→ **Given task A**: Explain why the text on community indicators calls indicators a necessary ingredient for sustainable change.

→ **Extract**:
+-------+
Community Indicators for Your Community

Real, lasting community change is built around knowing where you are, where you want to be, and whether your efforts are making a difference. Indicators are a necessary ingredient for sustainable change. And the process of selecting community indicators -- who chooses, how they choose, what they choose -- is as important as the data you select.

This is an archive of thoughts I had about indicators and the community indicators movement. Some of the thinking is outdated, and many of the links may have broken over time.

Friday, January 8, 2010

JCCI Releases 5th Annual Race Relations Progress Report

The Jacksonville Community Council Inc (JCCI) released its 2009 Race Relations Progress Report during the Martin Luther King Jr. Annual Breakfast on January 8th at the Prime Osborn Convention Center. This is the fifth edition of the annual report that examines progress in addressing racial disparities and improving race relations in Jacksonville.
+-------+
Box-labeled dataset extracts:
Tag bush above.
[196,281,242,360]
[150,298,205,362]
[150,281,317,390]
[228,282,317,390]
+-------+
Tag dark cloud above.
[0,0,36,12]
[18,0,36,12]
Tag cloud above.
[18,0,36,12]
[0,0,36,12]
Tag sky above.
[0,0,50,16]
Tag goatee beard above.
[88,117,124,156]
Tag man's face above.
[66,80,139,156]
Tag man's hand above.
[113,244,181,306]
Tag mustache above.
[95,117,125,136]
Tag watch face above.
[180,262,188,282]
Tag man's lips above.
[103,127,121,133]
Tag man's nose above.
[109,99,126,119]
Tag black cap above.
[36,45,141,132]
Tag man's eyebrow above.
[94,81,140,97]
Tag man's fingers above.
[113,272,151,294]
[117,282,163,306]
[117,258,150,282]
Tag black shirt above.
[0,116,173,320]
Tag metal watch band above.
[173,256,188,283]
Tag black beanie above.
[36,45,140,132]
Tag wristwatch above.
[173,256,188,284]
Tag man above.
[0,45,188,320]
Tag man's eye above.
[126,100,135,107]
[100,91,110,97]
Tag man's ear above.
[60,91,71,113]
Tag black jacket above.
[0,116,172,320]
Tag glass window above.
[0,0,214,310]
+-------+
→ **Given task B**: Shift the records by adding -150 to every coordinate in their answers, and write out again only the part of the records that opens with the line containing "Tag black beanie above." and closes with the line containing "[0,0,214,310]", requests included.

→ **Exercise response A**: The text says real, lasting community change is built around knowing where you are, where you want to be, and whether your efforts are making a difference. That is the basis on which it calls indicators a necessary ingredient for sustainable change.

→ **Exercise response B**:
Tag black beanie above.
[-114,-105,-10,-18]
Tag wristwatch above.
[23,106,38,134]
Tag man above.
[-150,-105,38,170]
Tag man's eye above.
[-24,-50,-15,-43]
[-50,-59,-40,-53]
Tag man's ear above.
[-90,-59,-79,-37]
Tag black jacket above.
[-150,-34,22,170]
Tag glass window above.
[-150,-150,64,160]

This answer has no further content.